Highlights
- History: The Indian National Congress marks its 140th founding anniversary today (December 28, 1885).
- Wildlife: Kaziranga's greater one-horned rhinoceros conservation model continues to draw global attention as rhino numbers stabilise above 2,600.
- Energy: Subansiri Lower Hydroelectric Project is expected to commission its remaining seven generating units between 2026 and 2027.
- Drug enforcement: The Narcotics Control Bureau's weekly enforcement statistics are released; Operation Hinterland Brew data continues to circulate.
- Technology: National Quantum Mission milestones in defence communication remain in focus after last week's Ministry of Electronics briefing.
1. Indian National Congress: 140th founding anniversary
GS area: GS Paper 1 (Modern Indian history; Freedom struggle)
The Indian National Congress was founded on December 28, 1885 at Gowalia Tank in Bombay. It is the oldest political party that played a central role in India's independence movement.
- Founder: Allan Octavian Hume, a retired ICS officer and ornithologist, took the initiative to organise the first session. Hume believed a safety valve for educated Indian opinion would moderate political unrest.
- First President: Womesh Chandra Bonnerjee (W.C. Bonnerjee) presided over the inaugural session. He was a barrister based in Calcutta.
- Early character: The Congress began as a constitutional body of educated professionals seeking to influence British administration through petitions and resolutions, not confrontation.
- Transformation under Gandhi: After 1915, Gandhi shifted the Congress from elite lobbying to mass mobilisation. Non-Cooperation (1920-22), Civil Disobedience (1930-34) and Quit India (1942) were the three major mass campaigns he led through the Congress.
- Purna Swaraj: The Lahore session of December 1929, presided over by Jawaharlal Nehru, passed the Purna Swaraj (complete independence) resolution. January 26, 1930 was observed as the first Independence Day. That date later became Republic Day.
- Post-independence ideological pillars: Secularism, parliamentary democracy, planned economic development and the Non-Alignment Movement defined the Congress-led government's framework from 1947 onward.
Static linkage: Indian National Congress; Freedom struggle; Non-Cooperation; Civil Disobedience; Quit India; Non-Alignment
2. Somaliland: geopolitical implications of Israel's recognition
GS area: GS Paper 2 (International relations; Horn of Africa)
::::::
INSTRUCTIONS
1. According to the current affairs notes, where was the Indian National Congress founded?
2. Can you copy the current affairs notes from "- Energy: Subansiri" to "history; Freedom struggle)", substituting "monthly" for "weekly"?

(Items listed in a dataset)
::::::
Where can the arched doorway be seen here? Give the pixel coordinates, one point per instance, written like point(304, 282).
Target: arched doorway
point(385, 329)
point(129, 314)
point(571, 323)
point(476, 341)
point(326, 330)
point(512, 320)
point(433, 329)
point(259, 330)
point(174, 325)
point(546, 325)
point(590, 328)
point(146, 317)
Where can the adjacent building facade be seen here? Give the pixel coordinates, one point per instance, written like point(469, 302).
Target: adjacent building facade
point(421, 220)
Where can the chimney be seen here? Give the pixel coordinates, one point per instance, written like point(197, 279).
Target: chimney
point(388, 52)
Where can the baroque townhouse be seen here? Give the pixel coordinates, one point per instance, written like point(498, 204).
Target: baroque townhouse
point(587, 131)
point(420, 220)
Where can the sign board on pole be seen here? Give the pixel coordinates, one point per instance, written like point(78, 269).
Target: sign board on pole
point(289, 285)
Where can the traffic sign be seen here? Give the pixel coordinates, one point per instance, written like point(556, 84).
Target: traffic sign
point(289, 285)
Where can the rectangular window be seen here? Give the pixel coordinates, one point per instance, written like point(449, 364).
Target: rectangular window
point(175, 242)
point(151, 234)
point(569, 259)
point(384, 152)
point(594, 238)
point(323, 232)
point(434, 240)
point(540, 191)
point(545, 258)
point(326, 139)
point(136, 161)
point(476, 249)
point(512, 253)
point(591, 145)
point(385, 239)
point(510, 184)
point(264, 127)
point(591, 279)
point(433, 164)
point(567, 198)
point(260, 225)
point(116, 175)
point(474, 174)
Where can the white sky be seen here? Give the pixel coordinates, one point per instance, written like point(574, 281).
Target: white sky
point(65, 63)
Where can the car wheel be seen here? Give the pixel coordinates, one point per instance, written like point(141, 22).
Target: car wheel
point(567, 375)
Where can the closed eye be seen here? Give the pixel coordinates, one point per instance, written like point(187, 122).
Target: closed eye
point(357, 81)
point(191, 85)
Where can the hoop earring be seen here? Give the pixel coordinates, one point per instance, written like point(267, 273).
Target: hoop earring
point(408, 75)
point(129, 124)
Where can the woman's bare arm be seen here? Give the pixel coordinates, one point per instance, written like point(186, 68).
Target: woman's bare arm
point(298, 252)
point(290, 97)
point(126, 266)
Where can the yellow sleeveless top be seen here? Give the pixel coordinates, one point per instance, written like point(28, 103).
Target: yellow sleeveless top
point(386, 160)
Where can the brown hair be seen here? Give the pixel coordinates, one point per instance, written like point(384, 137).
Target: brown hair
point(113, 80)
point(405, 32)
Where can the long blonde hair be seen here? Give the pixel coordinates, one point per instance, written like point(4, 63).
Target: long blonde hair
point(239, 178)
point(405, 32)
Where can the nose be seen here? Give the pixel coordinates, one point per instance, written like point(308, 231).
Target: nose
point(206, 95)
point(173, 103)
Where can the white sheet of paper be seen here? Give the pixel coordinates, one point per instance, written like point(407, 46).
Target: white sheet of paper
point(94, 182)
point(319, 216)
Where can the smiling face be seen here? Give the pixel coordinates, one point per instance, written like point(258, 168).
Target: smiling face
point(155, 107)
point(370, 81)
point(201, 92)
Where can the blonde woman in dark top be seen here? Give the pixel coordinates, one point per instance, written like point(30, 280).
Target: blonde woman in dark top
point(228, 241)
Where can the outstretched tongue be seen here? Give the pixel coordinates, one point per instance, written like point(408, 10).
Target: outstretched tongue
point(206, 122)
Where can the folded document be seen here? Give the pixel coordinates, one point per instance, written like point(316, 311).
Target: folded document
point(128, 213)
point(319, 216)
::::::
TASK-BY-TASK ANSWERS
1. At Gowalia Tank in Bombay.

2.
- Energy: Subansiri Lower Hydroelectric Project is expected to commission its remaining seven generating units between 2026 and 2027.
- Drug enforcement: The Narcotics Control Bureau's monthly enforcement statistics are released; Operation Hinterland Brew data continues to circulate.
- Technology: National Quantum Mission milestones in defence communication remain in focus after last week's Ministry of Electronics briefing.
1. Indian National Congress: 140th founding anniversary
GS area: GS Paper 1 (Modern Indian history; Freedom struggle)